──────── Selected text ────────

In the UK, extending trade credit is perceived to be more risky than last year
UK respondents focus on managing receivables through a balanced mix of credit management techniques, including trade credit insurance and self insurance. This is consistent with the increased use of customer credit along with tighter payment terms, signalling a stronger perception of credit risk in a challenging trade environment.
More respondents in the UK said that business was hit hard by late B2B payments compared to respondents in Western Europe
35.1% of the total value of B2B invoices issued by respondents in the UK over the past year remained outstanding at the due date. However, there was a small increase in the percentage of invoices paid on time (60.5%, up from 54.3% one year ago). The survey highlights that UK respondents turn overdue invoices into cash earlier than last year (on average within 44 days from invoicing, down from 54 days last year). This variation is in line with observations for the region overall, where payment duration decreased on average to 51 days down from 57 days last year. Despite their sharp focus on receivables management, far fewer respondents in the UK (26%) than in Western Europe (42%) reported no significant impact on business arising from late payments from customers. However, notably more respondents in the UK (48%) than in Western Europe (28%) needed to delay payments to their own suppliers: 41% of UK respondents (compared to 26% in Western Europe) needed to take specific measures to make up for liquidity constraints arising from untimely settlement of invoices. Compared to the same survey period one year ago, UK respondents appear to be less efficient when it comes to the collection of long-term overdue invoices. Survey findings reveal that the proportion of write-offs of uncollectable accounts increased to 2.5% (up from less than 1.5% last year). This compares to a 2.2% average for Western Europe.

──────── Recorded data ────────

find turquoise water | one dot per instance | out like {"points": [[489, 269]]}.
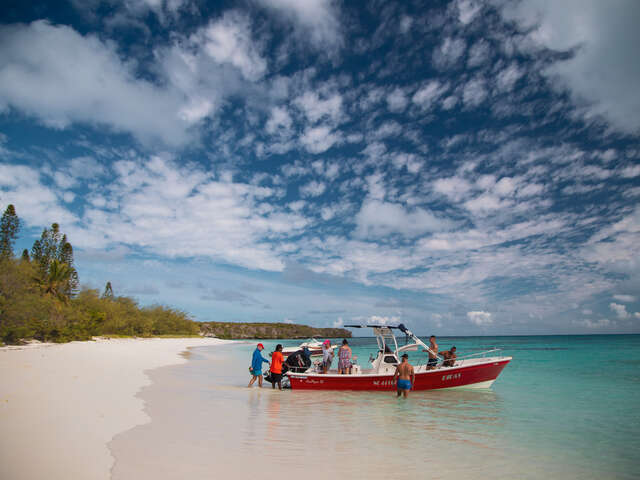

────────

**Task A**. In the UK trade credit survey text, what percentage of UK respondents had to delay payments to their own suppliers?
**Task B**. Resume the UK trade credit survey text after its last sentence and carry it forward.
The listing has no part in this.

**Right answer A**. 48%

**Right answer B**.
UK respondents expect B2B customers’ payment practices to worsen significantly over the coming months
Based on survey findings, UK respondents appear to be more pessimistic than their peers in Western Europe about their B2B customers’ payment behaviour over the coming months. Far fewer respondents in the UK (42%) than in Western Europe (55%) believe that customers’ payment practices will stay the same over the coming months. Meanwhile, more respondents in the UK (32%) than in Western Europe (25%) expect customers’ payment practices to worsen over the same period. More specifically, 53% of respondents in the UK (compared to 36% in Western Europe) expect a significant increase in late payments, particularly in long-term outstanding invoices, which can adversely affect days sales outstanding (DSO) and result in an increase in write-offs of uncollectable receivables. To safeguard cash flow, protect liquidity and minimise financing costs arising from selling on credit, a greater number of respondents in the UK (42%), than in Western Europe (26%), will consider offering discounts for early invoice settlement. 36% of UK respondents, which is in line with the response rate for Western Europe, plan on undertaking dunning activities (payment reminders) on a more regular basis in future, to increase the efficiency of collection of overdue receivables. Half of the respondents in the UK, compared to 35% in Western Europe, believe that access to bank finance will not be more difficult over the coming months. While 38% of UK respondents, compared to 30% in Western Europe, have the opposite standpoint, anticipating potentially tighter financing conditions, which could cause them to reduce the workforce through layoffs or hire freezes.
Overview of payment practices in the United Kingdom
By business sector
B2B customers in the UK agri-food sector are given the shortest time to settle invoices
Based on survey findings in the UK, the agri-food sector is offered the shortest payment terms with an average of 14 days to settle invoices. The longest payment terms to B2B customers are found in the ICT/electronics sector (on average 27 days from invoicing). Average payment terms across the other sectors surveyed in the UK range from 26 days in the metals sector, to 17 days in the transport sector.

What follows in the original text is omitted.